To do: Every entry below should be transcribed exactly; pictures stay out of the copy.
-=-=-=-=-
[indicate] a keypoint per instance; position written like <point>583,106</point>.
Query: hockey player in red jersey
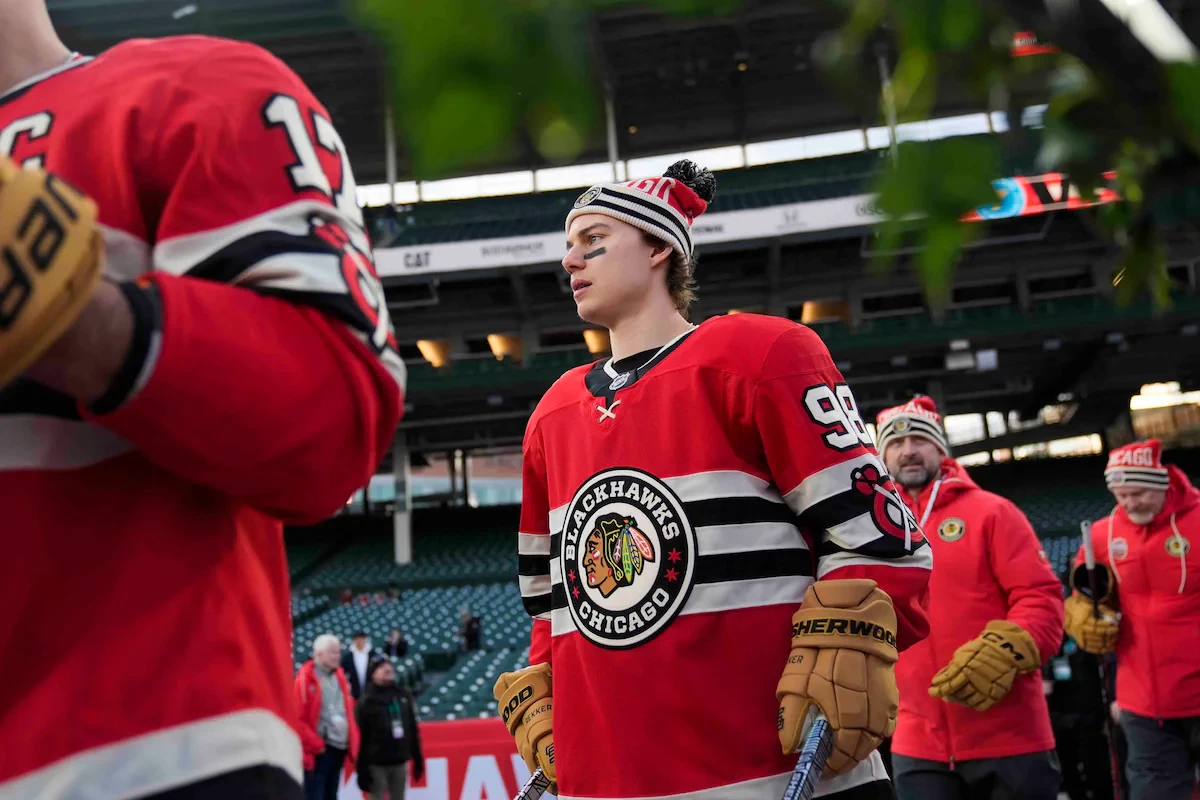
<point>220,362</point>
<point>702,512</point>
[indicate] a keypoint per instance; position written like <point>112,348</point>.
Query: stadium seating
<point>467,690</point>
<point>306,606</point>
<point>798,181</point>
<point>369,564</point>
<point>1061,551</point>
<point>429,618</point>
<point>303,555</point>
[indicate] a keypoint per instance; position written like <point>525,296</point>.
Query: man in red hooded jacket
<point>327,723</point>
<point>973,720</point>
<point>1146,545</point>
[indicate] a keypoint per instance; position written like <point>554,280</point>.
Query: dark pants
<point>873,791</point>
<point>1033,776</point>
<point>325,776</point>
<point>250,783</point>
<point>389,781</point>
<point>1084,756</point>
<point>1163,756</point>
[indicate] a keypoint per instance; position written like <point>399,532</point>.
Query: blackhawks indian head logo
<point>888,511</point>
<point>628,555</point>
<point>616,553</point>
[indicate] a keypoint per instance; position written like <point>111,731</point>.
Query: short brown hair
<point>681,275</point>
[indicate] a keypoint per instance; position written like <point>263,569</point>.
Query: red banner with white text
<point>466,759</point>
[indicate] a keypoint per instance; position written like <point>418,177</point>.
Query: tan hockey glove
<point>981,673</point>
<point>844,653</point>
<point>1096,635</point>
<point>51,257</point>
<point>525,701</point>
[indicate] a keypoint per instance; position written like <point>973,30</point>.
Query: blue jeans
<point>1163,757</point>
<point>325,776</point>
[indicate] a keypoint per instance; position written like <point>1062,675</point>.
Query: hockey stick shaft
<point>814,752</point>
<point>534,787</point>
<point>1109,733</point>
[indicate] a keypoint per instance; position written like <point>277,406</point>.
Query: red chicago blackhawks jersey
<point>144,611</point>
<point>672,518</point>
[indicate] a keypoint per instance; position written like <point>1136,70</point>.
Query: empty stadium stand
<point>467,557</point>
<point>753,187</point>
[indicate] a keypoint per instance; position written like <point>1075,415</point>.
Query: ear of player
<point>51,258</point>
<point>844,653</point>
<point>526,705</point>
<point>981,673</point>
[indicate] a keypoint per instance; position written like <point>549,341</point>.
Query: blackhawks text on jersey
<point>672,518</point>
<point>144,563</point>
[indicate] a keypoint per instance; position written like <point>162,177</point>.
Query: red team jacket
<point>990,565</point>
<point>144,611</point>
<point>1158,593</point>
<point>672,518</point>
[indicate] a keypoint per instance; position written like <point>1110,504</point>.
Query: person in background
<point>387,719</point>
<point>328,731</point>
<point>973,720</point>
<point>355,662</point>
<point>396,645</point>
<point>1145,549</point>
<point>471,629</point>
<point>1072,681</point>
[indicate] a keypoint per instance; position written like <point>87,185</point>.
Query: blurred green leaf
<point>473,78</point>
<point>937,182</point>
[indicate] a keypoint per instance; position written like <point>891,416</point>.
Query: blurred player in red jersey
<point>679,501</point>
<point>1149,615</point>
<point>221,361</point>
<point>973,720</point>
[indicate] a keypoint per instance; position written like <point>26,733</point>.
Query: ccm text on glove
<point>982,671</point>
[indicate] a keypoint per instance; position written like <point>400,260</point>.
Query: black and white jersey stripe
<point>828,501</point>
<point>276,253</point>
<point>533,573</point>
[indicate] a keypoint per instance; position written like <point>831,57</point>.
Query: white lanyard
<point>613,373</point>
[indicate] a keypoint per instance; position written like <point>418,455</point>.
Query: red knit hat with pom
<point>1138,464</point>
<point>661,206</point>
<point>917,417</point>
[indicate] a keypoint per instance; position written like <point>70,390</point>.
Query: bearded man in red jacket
<point>973,720</point>
<point>1145,545</point>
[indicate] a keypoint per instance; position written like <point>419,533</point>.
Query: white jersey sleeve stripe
<point>919,559</point>
<point>827,483</point>
<point>533,543</point>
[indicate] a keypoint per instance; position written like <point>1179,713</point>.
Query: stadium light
<point>817,145</point>
<point>504,346</point>
<point>597,341</point>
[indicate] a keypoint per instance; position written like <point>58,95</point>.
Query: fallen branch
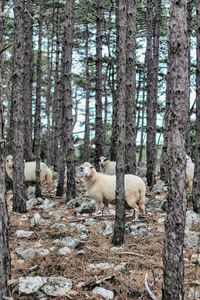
-=-=-=-=-
Solution to this exercise:
[indicate] a keypoint per instance; position written like <point>583,106</point>.
Query: hockey player in red jersey
<point>220,362</point>
<point>702,512</point>
[indicate] a keypoint per instance; position written like <point>112,348</point>.
Query: stadium seating
<point>467,690</point>
<point>306,606</point>
<point>798,181</point>
<point>369,564</point>
<point>1061,551</point>
<point>429,618</point>
<point>303,555</point>
[indicate] a keypoint per instance; position written like <point>525,296</point>.
Query: man in red hooded jacket
<point>327,723</point>
<point>973,720</point>
<point>1146,545</point>
[indicate] a keypoint per instance; position written like <point>554,280</point>.
Query: dark pants
<point>873,791</point>
<point>1033,776</point>
<point>325,776</point>
<point>250,783</point>
<point>389,781</point>
<point>1084,756</point>
<point>1163,756</point>
[indicate] a keypoint per instance; position written like <point>399,532</point>.
Query: blackhawks indian head logo
<point>888,511</point>
<point>628,555</point>
<point>616,553</point>
[indicate] a keypoint per instance; position written like <point>111,731</point>.
Query: short brown hair
<point>681,275</point>
[indicate] a keypoint per instance; position written like <point>263,569</point>.
Query: red banner with white text
<point>466,759</point>
[indicate] a keypoint per instance; position written like <point>418,177</point>.
Query: tan hockey glove
<point>981,673</point>
<point>844,653</point>
<point>1096,635</point>
<point>51,257</point>
<point>525,701</point>
[indicate] a keypoint per instance; position written like <point>973,30</point>.
Query: blue jeans
<point>1163,757</point>
<point>325,776</point>
[indicate] a keypoint per instance; position written like <point>1062,675</point>.
Query: hockey stick shaft
<point>814,752</point>
<point>534,787</point>
<point>1109,733</point>
[indicate] a keypoint per instance; position written like <point>277,406</point>.
Query: red chicago blackhawks jersey
<point>144,611</point>
<point>672,518</point>
[indicate] a keypoint per instance; position written like <point>1136,70</point>.
Query: empty stadium stand
<point>467,557</point>
<point>753,187</point>
[indicate] a keypoint per instance; position written like <point>1075,415</point>.
Query: ear of player
<point>51,258</point>
<point>844,653</point>
<point>526,705</point>
<point>981,673</point>
[indicate] a keypoint per instance; position written like <point>549,341</point>.
Query: blackhawks text on jersey
<point>672,518</point>
<point>144,563</point>
[indicate] a keypoint per instance; position written like <point>162,177</point>.
Query: red team jacket
<point>990,565</point>
<point>144,611</point>
<point>1158,593</point>
<point>672,518</point>
[indicate] a keypoint per instance; position written like <point>1110,504</point>.
Query: person in background
<point>387,719</point>
<point>328,731</point>
<point>973,720</point>
<point>355,662</point>
<point>396,645</point>
<point>1145,549</point>
<point>471,629</point>
<point>1072,681</point>
[indicate] a keypoint per instance; position written like <point>87,185</point>.
Query: blurred green leaf
<point>473,78</point>
<point>937,182</point>
[indicate] a keypoint per instance; position written like <point>891,416</point>.
Query: blurred player in red jersey
<point>679,501</point>
<point>1149,615</point>
<point>221,361</point>
<point>973,720</point>
[indicate] a keypoint per instance; position written like <point>26,733</point>.
Query: ccm text on glove
<point>982,671</point>
[indicate] a keypoint per instance; position written like <point>400,260</point>.
Query: black and white jersey stripe
<point>828,501</point>
<point>276,253</point>
<point>533,573</point>
[indicate] a keypoint per instance; position written like <point>831,57</point>.
Query: white lanyard
<point>613,373</point>
[indicate] a keypoint per instance; position written like <point>418,455</point>.
Query: red knit hat with pom
<point>1138,464</point>
<point>661,206</point>
<point>917,417</point>
[indicate] a keypoint per instance; position written like <point>70,390</point>.
Query: bearded man in red jacket
<point>973,720</point>
<point>1145,545</point>
[indicate] a keypoint per instance; position written like <point>419,533</point>.
Query: white jersey sleeve stripe
<point>919,559</point>
<point>827,483</point>
<point>533,543</point>
[indicate] a keypoint per instance; position written like <point>1179,713</point>.
Query: stadium light
<point>817,145</point>
<point>504,346</point>
<point>597,341</point>
[indicate] a keypoint per instance; position written like <point>58,95</point>.
Query: fallen branch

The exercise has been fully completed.